[Start of LISTING]
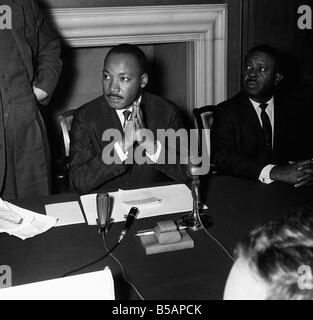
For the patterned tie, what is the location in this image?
[259,103,272,151]
[123,110,131,130]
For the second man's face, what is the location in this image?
[243,51,281,102]
[102,53,148,109]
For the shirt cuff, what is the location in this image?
[114,142,128,162]
[146,140,162,163]
[259,164,275,184]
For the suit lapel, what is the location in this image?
[239,94,264,141]
[93,97,123,151]
[10,0,33,81]
[273,96,288,160]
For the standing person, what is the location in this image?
[0,0,62,199]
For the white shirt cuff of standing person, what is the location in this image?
[259,164,275,184]
[114,140,162,163]
[33,86,48,102]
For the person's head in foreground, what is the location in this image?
[224,208,313,300]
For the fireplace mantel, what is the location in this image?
[51,4,228,107]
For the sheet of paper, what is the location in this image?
[0,267,115,301]
[45,201,85,227]
[80,184,192,225]
[0,198,57,240]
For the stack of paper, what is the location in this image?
[80,184,192,225]
[0,198,57,240]
[0,267,115,300]
[45,201,85,227]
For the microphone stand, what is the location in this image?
[178,165,213,231]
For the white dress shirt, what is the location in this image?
[114,96,162,163]
[249,97,275,184]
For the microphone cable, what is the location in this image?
[197,210,235,262]
[61,240,121,278]
[101,232,145,300]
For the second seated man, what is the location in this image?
[212,45,313,187]
[69,44,189,194]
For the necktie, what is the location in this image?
[259,103,272,150]
[123,110,131,130]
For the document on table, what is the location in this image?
[80,184,192,225]
[0,267,115,300]
[0,198,57,240]
[45,201,85,227]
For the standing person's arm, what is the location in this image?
[30,0,62,104]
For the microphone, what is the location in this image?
[118,207,139,243]
[97,193,111,233]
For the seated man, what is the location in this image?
[69,44,189,194]
[212,45,313,187]
[224,208,313,300]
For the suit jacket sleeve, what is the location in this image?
[31,0,62,104]
[212,104,266,179]
[69,112,127,194]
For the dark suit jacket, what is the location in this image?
[212,92,313,179]
[0,0,62,195]
[69,93,189,194]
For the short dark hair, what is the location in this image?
[246,44,283,72]
[104,43,147,74]
[235,207,313,300]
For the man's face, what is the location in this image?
[243,51,282,103]
[102,53,148,109]
[223,258,269,300]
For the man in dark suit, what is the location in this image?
[212,45,313,187]
[69,44,189,194]
[0,0,62,199]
[End of LISTING]
**WHAT YOU SHOULD DO**
Print all of the data above again, line for line and unchanged, leaving out the pictures.

**OUTPUT OF THE TASK**
For the patterned tie, what is the location in this image?
[259,103,272,151]
[123,110,131,130]
For the second man's face, what is the location in this image?
[243,51,281,102]
[102,53,148,109]
For the shirt cuff, what is the location in this image?
[114,142,128,162]
[146,140,162,163]
[259,164,275,184]
For the suit lapel, what is the location in this image?
[239,94,264,141]
[93,97,123,151]
[10,0,33,81]
[273,96,288,160]
For the standing person, what is the location in this image?
[0,0,62,199]
For the white shirt cuff of standing person, what is the location in this image?
[259,164,275,184]
[114,140,162,163]
[33,86,48,102]
For the person's head in foreground, what is the location in this image?
[224,208,313,300]
For the fireplace mantel, what is the location in this image?
[51,4,228,107]
For the sheet of paper, what is the location in this image?
[0,267,115,301]
[45,201,85,227]
[80,184,192,225]
[0,198,57,240]
For the stack of paper, what is the location in this image?
[80,184,192,225]
[0,198,57,240]
[0,267,115,300]
[45,201,85,227]
For the microphone stand, what is the location in this image?
[178,165,213,231]
For the white dress shirt, what is the location in this image?
[114,96,162,163]
[249,97,275,184]
For the microphone cable, what is the location in this image?
[197,210,235,262]
[61,240,121,278]
[101,232,145,300]
For the second seated man, what is the location in this image?
[212,45,313,187]
[69,44,189,194]
For the necktie, what is the location in this image?
[259,103,272,150]
[123,110,131,130]
For the document on table, what is the location in this image?
[80,184,192,225]
[0,267,115,300]
[0,198,57,240]
[45,201,85,227]
For the standing person's arm, what is the location in this image?
[30,0,62,104]
For the microphone, what is the location in this image?
[118,207,139,243]
[97,193,111,233]
For the seated man, what is the location in this image?
[69,44,189,194]
[212,45,313,187]
[224,208,313,300]
For the suit jacket sleeve, what is the location in this image?
[31,0,62,104]
[212,104,266,179]
[69,112,127,194]
For the dark suit jacket, what is the location in this image?
[212,92,313,179]
[0,0,62,195]
[69,93,189,194]
For the short dark hair, what is the location in this image?
[246,44,283,72]
[104,43,147,74]
[235,207,313,300]
For the man's face, what is the location in this image?
[243,51,282,103]
[102,53,148,109]
[223,258,269,300]
For the man in dark suit, what is the location in this image?
[212,45,313,187]
[69,44,189,194]
[0,0,62,199]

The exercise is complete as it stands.